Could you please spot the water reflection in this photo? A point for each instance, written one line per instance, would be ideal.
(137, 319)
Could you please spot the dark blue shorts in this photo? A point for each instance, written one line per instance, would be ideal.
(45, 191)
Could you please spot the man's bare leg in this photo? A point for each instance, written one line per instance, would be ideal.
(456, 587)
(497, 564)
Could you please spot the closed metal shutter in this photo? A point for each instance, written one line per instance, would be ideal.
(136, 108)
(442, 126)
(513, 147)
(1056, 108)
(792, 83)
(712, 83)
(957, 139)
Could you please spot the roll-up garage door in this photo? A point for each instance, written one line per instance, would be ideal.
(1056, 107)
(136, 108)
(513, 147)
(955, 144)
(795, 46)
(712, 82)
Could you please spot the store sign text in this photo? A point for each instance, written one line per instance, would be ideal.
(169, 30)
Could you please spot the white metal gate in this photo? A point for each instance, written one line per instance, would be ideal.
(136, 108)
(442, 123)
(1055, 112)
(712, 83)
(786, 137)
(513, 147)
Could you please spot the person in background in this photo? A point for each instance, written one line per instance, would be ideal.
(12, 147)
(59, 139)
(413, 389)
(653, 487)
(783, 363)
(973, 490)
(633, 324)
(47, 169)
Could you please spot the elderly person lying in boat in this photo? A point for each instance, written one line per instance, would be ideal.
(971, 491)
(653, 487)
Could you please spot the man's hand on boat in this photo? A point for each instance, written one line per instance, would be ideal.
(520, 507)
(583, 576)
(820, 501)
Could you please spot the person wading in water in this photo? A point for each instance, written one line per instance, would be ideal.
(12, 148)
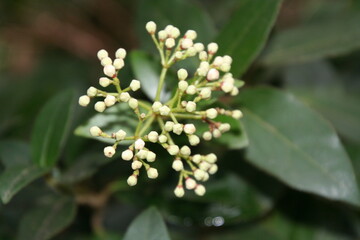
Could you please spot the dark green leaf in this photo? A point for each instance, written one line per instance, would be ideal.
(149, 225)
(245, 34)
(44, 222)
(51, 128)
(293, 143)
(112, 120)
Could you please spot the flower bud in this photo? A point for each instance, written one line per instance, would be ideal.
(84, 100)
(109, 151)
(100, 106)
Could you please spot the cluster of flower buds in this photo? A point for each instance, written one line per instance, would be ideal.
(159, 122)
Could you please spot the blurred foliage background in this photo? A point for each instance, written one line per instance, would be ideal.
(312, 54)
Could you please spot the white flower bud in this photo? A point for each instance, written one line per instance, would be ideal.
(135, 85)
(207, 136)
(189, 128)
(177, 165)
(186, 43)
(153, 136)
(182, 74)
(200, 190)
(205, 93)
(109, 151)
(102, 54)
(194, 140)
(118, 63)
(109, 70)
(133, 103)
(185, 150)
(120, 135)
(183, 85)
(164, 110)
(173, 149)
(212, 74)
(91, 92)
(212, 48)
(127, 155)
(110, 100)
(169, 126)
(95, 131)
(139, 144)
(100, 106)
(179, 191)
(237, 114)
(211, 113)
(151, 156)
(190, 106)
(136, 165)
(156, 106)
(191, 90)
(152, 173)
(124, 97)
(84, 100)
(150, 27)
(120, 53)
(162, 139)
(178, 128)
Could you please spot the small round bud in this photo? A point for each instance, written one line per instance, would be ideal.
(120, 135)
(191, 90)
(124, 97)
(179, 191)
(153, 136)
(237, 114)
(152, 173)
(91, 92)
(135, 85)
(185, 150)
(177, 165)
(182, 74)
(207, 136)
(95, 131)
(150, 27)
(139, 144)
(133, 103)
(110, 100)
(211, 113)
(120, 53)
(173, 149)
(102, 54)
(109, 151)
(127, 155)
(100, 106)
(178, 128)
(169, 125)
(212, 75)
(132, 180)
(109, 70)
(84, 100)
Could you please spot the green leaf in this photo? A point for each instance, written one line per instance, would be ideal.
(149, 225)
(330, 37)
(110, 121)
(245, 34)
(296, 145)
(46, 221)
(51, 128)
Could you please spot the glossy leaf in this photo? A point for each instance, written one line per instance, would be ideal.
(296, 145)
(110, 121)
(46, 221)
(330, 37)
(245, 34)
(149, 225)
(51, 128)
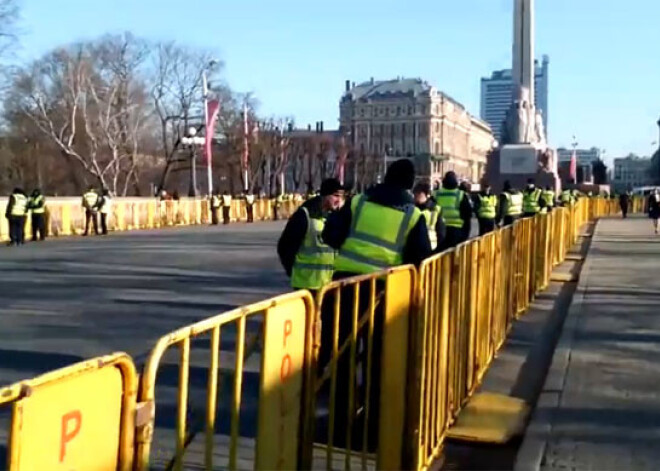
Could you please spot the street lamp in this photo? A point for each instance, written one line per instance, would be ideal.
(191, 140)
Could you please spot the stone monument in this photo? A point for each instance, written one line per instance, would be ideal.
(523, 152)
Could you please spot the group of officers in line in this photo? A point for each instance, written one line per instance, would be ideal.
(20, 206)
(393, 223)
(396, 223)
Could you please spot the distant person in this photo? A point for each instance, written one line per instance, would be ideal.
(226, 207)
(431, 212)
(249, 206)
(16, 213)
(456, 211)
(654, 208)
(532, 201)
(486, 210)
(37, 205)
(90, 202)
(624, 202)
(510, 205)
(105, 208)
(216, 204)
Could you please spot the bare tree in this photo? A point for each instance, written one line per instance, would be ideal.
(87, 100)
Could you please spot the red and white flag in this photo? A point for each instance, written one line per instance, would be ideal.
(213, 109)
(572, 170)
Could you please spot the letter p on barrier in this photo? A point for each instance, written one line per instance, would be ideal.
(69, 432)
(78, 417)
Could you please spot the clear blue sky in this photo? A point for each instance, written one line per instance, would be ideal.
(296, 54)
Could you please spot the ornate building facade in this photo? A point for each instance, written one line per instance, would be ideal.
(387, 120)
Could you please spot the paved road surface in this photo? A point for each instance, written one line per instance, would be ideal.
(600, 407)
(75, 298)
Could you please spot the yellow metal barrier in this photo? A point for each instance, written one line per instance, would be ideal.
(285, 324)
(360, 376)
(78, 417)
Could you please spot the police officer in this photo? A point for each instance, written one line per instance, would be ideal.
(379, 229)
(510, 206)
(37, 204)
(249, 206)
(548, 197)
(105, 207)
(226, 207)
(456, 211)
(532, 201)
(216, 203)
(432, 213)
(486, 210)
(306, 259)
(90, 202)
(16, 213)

————

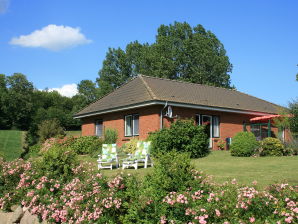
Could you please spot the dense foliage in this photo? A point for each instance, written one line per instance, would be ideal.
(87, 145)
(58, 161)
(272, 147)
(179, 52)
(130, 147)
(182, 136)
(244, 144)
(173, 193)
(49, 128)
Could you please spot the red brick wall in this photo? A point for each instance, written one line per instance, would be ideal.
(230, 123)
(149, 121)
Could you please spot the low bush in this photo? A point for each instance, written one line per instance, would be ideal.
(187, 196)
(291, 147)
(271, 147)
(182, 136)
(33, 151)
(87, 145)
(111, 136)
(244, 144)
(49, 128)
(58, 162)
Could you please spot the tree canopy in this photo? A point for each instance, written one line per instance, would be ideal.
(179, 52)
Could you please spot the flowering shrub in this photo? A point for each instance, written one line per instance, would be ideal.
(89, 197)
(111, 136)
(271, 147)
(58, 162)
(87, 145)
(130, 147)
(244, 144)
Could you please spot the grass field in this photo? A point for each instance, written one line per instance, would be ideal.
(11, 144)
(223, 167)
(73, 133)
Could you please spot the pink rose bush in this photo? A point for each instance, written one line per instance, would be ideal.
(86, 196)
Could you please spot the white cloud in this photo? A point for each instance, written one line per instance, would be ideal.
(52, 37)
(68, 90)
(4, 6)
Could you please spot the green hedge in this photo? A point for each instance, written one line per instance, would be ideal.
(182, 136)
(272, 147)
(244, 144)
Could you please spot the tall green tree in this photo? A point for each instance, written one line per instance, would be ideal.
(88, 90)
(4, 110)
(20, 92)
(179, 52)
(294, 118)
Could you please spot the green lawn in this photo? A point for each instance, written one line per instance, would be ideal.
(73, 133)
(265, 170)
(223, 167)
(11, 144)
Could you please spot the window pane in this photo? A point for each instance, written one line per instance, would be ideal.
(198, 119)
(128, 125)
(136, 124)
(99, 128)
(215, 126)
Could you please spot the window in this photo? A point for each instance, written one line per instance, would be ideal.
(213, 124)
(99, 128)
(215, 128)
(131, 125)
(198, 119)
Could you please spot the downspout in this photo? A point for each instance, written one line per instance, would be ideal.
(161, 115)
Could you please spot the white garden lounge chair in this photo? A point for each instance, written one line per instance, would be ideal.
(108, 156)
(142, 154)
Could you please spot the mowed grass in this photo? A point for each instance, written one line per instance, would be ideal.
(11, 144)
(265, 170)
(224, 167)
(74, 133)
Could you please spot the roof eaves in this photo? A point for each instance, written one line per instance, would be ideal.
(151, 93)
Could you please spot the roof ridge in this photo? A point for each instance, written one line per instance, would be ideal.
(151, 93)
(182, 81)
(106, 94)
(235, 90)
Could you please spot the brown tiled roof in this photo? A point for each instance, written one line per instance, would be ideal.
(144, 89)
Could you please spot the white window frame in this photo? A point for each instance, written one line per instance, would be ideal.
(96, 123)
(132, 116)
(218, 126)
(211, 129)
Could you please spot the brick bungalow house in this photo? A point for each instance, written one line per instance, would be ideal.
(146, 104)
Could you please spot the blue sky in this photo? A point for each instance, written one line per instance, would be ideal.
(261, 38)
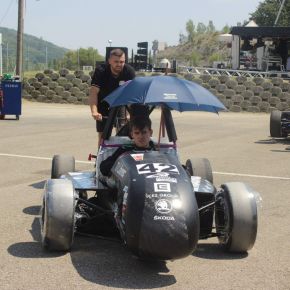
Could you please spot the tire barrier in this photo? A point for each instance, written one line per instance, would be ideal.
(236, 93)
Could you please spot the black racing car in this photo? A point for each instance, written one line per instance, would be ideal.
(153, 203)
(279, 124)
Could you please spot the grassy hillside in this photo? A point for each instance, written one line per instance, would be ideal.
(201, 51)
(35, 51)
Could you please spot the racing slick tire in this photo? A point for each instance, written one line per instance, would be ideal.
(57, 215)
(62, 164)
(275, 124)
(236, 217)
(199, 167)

————

● **THE PROBLEM**: Copy every line of the data above that contains the word "metal".

● **RESULT FOR THIS TASK**:
Could you please spot the closed metal shutter in this photo? A point for each instance, written one line per instance, would be ideal.
Could you please spot the white metal gate in this photo? A point for each instance, written one line per instance, would be ideal.
Could you please spot the yellow metal barrier in this photo? A point for each instance, written one line per instance, would be ideal.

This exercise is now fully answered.